● PROBLEM TO SOLVE
Repeat every line that appears below, with nothing altered.

● SUPPLIED INFORMATION
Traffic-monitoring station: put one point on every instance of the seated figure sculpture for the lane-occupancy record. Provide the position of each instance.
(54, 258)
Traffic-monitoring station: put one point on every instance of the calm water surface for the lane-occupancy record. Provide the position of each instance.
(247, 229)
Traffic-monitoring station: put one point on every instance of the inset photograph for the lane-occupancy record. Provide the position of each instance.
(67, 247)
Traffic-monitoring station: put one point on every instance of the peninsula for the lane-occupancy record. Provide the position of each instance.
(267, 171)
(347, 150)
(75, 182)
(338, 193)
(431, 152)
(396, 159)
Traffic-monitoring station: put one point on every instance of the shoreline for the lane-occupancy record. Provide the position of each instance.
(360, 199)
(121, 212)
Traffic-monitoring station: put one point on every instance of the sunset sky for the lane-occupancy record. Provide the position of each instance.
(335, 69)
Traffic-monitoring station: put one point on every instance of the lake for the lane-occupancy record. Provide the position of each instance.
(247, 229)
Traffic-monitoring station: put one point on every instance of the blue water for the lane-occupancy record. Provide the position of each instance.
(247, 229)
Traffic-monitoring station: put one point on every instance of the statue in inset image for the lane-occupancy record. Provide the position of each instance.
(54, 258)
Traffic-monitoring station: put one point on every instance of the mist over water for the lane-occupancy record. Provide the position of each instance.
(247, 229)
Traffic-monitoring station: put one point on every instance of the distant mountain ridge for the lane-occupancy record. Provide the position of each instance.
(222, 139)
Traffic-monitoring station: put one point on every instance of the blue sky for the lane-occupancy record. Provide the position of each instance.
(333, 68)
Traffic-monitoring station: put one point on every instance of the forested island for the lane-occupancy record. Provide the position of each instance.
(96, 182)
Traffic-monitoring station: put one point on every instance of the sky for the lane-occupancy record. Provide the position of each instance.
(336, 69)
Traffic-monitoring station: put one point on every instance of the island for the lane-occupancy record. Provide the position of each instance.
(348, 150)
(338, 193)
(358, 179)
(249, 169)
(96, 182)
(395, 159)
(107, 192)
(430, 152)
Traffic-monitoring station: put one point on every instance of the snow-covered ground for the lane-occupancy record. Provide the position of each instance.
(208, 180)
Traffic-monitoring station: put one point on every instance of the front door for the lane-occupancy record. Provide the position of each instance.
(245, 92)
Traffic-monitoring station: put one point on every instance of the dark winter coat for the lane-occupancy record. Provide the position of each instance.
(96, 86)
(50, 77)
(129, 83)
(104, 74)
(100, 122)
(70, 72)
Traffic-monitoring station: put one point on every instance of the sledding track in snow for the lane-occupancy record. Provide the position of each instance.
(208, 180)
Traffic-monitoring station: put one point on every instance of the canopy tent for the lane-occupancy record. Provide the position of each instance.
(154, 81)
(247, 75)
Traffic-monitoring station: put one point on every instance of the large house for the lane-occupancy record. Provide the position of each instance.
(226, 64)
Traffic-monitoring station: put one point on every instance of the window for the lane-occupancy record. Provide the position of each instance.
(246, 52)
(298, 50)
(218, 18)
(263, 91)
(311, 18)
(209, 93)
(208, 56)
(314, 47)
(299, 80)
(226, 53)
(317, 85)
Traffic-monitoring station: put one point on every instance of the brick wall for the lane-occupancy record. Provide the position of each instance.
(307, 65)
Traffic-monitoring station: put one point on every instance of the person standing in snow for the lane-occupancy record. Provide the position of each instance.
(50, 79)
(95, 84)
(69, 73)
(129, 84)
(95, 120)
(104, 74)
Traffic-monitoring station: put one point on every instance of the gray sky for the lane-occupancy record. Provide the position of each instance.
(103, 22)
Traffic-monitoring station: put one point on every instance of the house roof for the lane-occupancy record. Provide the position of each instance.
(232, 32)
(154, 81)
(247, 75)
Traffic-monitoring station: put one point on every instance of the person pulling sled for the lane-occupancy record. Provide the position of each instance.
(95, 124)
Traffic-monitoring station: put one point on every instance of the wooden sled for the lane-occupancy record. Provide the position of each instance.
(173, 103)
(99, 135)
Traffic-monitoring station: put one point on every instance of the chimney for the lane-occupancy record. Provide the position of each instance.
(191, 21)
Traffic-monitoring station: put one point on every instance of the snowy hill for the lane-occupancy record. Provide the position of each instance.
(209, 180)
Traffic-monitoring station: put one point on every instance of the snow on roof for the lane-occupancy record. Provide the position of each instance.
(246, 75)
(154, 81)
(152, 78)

● TASK RESPONSE
Traffic-monitoring station: put one point on every instance of the seated figure sculpture for the lane-occupancy record. Provide the position of each instance.
(54, 258)
Traffic-monitoring station: put one point on every instance of the calm water surface for the lane-occupancy record. Provide the position of each instance.
(247, 229)
Traffic-monitoring station: put one point on every instance of the inset photograph for the lane-occupancy record. Provide the position of each instance.
(67, 247)
Traffic-monitoring station: put one point on every instance of the peninsula for the lane-occupancy record. Provide the position of each instance.
(267, 171)
(347, 150)
(75, 182)
(338, 193)
(431, 152)
(396, 159)
Traffic-monitoring station: put one point on every instance of the shoreline for the lane-occupancy record. Provide the position of each instance.
(360, 199)
(121, 212)
Traffic-monitoring station: put one point on every instance of the sunset sky for the lane-occupancy record. Provide the position of each instance.
(335, 69)
Traffic-monitoring station: put one point on every instance of the lake for the lane-occupancy record. Provide the position of each instance.
(247, 229)
Traffic-monitoring station: put one point on every instance of the blue water for the lane-occupancy record. Provide the position of each instance.
(247, 229)
Traffic-monitoring station: put one point on every instance of the statue in inset image for the lane-occupancy record. Provide the position of each instance.
(54, 258)
Traffic-monitoring station: put one point on every instance of the mist over water for the lane-occupancy record. Provide the position of each instance.
(247, 229)
Traffic-monitoring station: put one point on every instance of the distant mountain ridge for the lane-occupancy record. Provide the position of each instance.
(222, 139)
Traffic-monitoring station: put one point on every instance of the blue sky for the lane-occupancy record. Provide the position of each instance.
(333, 68)
Traffic-monitoring station: put one point on every instance of the forested island for the lane-occupancy record. Provide the position of each instance.
(96, 182)
Traffic-monitoring station: put one point on every instance of the sky for the lane-occupancy record. Provide the position of each instance.
(336, 69)
Traffic-monitoring station: put one point on every instance of the island for the lane-occupancy record. Provide the position of each instance.
(348, 150)
(338, 193)
(358, 179)
(249, 169)
(96, 182)
(395, 159)
(107, 192)
(430, 152)
Traffic-monitoring station: put one point on every instance of the snow-covered ground for the lane-occupancy record. Provide the position of each instance.
(208, 180)
Traffic-monitoring station: put one point on every instance of the front door for the lane-occupancy record. Provide the position of each instance.
(245, 92)
Traffic-monitoring station: put one point on every instance of the dark winter coat for the lane-occupancy record. Provide the position of each instance.
(96, 86)
(50, 77)
(129, 83)
(104, 74)
(100, 122)
(70, 72)
Traffic-monitoring station: put one point on every instance of the sledding track in snow for the lane-occupancy record. Provide the position of each instance.
(208, 180)
Traffic-monitoring station: put one point on every instance of the canopy tent for the lane-occupancy record. Provide the position of each instance.
(154, 81)
(247, 75)
Traffic-monitoring station: put one point on every instance of the large house for the lane-occupancy record. Provide the position of each instance.
(226, 64)
Traffic-monitoring station: put one point on every instance of the window for the lane-occupancy record. Provide the position of each instance.
(246, 52)
(298, 50)
(218, 18)
(263, 91)
(311, 18)
(209, 93)
(208, 56)
(314, 47)
(299, 80)
(226, 53)
(317, 85)
Traffic-monitoring station: put one point on every instance of the brick wall for the lane-occupancy record. Provide the position of each instance.
(307, 65)
Traffic-monitoring station: put one point on every instance of the person standing in snow for the lane-occupancy record. Provide the position of each instance.
(50, 79)
(95, 84)
(69, 73)
(129, 84)
(95, 120)
(104, 74)
Traffic-monitoring station: put one point on every instance of the gray sky for the lane-occupancy record. Provide the position of each instance.
(103, 22)
Traffic-monitoring station: put one point on every instance of the house roof for the lane-occupancy record. Provide the position of each instance.
(232, 32)
(154, 81)
(247, 75)
Traffic-monitoring station: put one point on every instance of the person pulling sled for the lane-occupancy record. Provide the position of each instance.
(95, 124)
Traffic-monitoring station: put one point on every instance of the wooden sled for the lane-occupancy record. Provide the position of each instance.
(173, 103)
(99, 135)
Traffic-monitoring station: put one point on every instance of the chimney for the lane-occupancy record. Provide the position of each instance.
(191, 21)
Traffic-monitoring station: put one point on every instance of the snowy hill for the lane-occupancy record. Provide the position of each instance.
(209, 180)
Traffic-monitoring station: put one point on every instance of the snow on roof for the lane-occupancy record. Provide the position of each instance.
(246, 75)
(154, 81)
(152, 78)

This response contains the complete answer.